#### [TASK STATEMENT]
Look for the string "beak" in the data below, and copy each line that holds it.

#### [GIVEN DATA]
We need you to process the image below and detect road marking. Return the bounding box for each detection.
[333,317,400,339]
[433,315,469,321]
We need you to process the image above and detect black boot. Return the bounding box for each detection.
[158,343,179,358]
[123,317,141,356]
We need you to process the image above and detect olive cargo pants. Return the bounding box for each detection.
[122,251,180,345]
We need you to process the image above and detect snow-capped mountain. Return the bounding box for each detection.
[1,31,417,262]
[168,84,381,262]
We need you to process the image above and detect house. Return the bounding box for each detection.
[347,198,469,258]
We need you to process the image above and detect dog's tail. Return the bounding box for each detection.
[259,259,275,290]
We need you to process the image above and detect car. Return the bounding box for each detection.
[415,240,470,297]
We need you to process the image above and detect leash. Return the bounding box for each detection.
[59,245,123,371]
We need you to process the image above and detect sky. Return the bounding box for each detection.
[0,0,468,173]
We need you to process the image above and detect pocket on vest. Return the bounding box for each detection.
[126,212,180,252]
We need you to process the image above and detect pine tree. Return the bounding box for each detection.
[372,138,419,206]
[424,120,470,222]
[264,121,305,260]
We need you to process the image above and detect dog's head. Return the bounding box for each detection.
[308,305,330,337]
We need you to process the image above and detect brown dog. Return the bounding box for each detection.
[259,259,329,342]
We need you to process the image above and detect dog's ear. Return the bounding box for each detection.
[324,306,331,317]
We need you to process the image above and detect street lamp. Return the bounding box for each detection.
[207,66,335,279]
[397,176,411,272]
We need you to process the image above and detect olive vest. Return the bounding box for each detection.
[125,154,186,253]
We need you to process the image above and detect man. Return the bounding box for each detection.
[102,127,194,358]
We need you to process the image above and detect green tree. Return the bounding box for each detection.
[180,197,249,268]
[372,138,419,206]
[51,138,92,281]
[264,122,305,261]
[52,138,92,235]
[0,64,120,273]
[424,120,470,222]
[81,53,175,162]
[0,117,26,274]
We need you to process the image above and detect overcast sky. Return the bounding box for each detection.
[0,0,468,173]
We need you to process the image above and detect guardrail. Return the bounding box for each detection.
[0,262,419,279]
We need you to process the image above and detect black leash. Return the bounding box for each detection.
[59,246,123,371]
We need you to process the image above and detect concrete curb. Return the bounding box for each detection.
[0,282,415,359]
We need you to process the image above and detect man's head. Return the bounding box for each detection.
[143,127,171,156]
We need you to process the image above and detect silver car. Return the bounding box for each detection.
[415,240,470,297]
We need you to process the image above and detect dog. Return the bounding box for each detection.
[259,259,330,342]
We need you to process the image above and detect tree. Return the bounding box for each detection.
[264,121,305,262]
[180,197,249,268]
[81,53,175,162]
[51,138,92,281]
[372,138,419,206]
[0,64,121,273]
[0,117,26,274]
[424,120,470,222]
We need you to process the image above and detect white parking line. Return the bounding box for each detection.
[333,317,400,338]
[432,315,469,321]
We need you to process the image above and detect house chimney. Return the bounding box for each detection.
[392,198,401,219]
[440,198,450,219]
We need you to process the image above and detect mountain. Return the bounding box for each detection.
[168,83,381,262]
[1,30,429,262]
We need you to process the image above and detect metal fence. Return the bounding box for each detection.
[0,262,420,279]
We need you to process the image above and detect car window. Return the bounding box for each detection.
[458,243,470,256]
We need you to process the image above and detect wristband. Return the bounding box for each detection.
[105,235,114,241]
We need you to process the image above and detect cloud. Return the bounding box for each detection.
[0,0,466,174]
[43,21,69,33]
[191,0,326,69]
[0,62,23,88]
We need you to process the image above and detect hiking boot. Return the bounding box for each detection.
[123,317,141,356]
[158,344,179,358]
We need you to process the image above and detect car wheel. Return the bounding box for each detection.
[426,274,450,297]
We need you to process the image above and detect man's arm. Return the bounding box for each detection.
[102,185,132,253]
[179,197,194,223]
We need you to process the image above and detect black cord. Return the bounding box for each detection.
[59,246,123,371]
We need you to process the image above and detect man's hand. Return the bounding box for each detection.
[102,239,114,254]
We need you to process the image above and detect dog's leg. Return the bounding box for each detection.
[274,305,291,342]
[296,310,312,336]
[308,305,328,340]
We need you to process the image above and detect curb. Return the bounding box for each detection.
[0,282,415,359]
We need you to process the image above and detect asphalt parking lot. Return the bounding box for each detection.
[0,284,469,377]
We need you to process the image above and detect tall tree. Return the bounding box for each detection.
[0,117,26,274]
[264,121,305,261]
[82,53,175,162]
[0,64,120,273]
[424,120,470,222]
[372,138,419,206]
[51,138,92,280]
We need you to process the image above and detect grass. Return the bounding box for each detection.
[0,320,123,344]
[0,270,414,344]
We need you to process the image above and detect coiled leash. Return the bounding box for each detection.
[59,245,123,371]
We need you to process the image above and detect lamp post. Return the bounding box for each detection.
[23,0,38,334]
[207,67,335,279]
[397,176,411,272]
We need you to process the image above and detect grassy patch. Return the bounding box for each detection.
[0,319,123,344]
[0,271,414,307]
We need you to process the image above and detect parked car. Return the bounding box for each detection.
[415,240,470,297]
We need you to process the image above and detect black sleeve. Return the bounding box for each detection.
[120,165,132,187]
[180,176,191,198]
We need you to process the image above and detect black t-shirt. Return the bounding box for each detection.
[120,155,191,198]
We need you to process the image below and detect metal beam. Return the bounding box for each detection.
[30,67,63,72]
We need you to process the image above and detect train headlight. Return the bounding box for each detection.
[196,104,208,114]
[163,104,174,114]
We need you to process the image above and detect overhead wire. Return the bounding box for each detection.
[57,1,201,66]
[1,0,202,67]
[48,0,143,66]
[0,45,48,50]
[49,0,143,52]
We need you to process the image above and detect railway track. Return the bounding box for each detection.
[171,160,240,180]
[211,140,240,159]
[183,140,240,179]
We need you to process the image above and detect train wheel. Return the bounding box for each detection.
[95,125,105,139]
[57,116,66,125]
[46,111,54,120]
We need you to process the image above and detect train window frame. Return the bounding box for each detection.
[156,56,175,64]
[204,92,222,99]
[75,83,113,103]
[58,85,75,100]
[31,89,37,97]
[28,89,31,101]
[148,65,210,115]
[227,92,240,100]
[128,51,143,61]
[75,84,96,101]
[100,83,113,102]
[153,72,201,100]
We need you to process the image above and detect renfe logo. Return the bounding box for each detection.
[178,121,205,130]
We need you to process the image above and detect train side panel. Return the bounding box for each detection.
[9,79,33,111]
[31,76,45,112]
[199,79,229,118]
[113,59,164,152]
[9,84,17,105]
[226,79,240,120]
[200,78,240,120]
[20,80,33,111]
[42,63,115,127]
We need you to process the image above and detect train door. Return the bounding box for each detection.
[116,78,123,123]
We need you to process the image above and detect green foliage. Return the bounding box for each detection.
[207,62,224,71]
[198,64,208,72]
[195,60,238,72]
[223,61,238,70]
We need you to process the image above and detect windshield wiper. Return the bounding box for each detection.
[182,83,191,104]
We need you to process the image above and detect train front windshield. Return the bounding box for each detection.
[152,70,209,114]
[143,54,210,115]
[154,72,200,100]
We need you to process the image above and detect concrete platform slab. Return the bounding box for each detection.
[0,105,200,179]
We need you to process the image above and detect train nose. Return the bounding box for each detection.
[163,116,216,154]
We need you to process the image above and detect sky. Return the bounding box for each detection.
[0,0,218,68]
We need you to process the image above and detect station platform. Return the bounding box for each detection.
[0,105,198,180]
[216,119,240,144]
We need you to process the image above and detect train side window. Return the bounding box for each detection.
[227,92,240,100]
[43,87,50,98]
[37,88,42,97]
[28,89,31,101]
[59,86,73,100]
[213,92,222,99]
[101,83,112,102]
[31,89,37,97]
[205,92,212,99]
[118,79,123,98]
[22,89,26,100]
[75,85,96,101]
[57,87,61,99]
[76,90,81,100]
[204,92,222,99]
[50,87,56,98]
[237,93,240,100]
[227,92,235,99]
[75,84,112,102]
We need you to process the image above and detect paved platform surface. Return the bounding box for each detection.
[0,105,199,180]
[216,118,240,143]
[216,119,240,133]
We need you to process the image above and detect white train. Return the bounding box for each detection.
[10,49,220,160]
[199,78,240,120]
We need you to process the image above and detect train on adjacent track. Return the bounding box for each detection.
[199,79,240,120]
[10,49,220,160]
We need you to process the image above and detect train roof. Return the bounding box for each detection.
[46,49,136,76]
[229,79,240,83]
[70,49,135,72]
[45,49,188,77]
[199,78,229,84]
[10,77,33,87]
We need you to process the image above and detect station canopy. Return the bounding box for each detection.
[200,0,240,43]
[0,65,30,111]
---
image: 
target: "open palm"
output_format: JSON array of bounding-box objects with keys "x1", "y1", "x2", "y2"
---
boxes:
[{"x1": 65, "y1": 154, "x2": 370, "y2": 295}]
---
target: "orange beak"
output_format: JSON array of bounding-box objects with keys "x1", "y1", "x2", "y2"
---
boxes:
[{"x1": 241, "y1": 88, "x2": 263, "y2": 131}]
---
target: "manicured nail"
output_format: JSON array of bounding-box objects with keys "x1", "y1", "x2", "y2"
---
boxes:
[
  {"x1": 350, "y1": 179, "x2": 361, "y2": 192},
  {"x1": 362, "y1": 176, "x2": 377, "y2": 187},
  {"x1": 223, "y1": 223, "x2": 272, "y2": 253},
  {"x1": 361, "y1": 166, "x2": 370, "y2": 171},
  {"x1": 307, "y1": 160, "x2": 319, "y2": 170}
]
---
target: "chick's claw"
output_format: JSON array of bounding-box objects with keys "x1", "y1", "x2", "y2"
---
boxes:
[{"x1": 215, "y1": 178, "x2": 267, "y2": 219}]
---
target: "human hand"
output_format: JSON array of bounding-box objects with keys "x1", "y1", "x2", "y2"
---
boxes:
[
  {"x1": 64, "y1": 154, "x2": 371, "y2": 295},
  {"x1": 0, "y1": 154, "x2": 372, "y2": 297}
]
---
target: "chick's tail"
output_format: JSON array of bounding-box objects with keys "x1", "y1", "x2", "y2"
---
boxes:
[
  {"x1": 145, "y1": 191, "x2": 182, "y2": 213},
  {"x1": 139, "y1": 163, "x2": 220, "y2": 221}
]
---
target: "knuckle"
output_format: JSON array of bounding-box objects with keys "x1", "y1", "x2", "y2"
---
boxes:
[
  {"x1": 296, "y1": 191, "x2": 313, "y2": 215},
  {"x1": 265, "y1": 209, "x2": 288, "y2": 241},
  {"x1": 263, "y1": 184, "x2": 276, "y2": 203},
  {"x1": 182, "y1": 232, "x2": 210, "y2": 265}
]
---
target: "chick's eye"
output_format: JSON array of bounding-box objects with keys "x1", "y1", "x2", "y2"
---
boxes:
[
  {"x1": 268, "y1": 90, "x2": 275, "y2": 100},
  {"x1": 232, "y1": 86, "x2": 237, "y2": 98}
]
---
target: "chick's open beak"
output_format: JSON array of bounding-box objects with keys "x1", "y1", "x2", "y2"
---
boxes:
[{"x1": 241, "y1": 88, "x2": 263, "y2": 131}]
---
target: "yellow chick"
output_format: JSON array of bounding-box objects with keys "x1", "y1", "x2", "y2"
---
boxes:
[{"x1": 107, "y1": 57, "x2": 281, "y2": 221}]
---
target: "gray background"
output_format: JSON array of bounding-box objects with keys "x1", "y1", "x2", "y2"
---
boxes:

#### [SOLUTION TO THIS PROBLEM]
target: "orange beak"
target: "chick's open beak"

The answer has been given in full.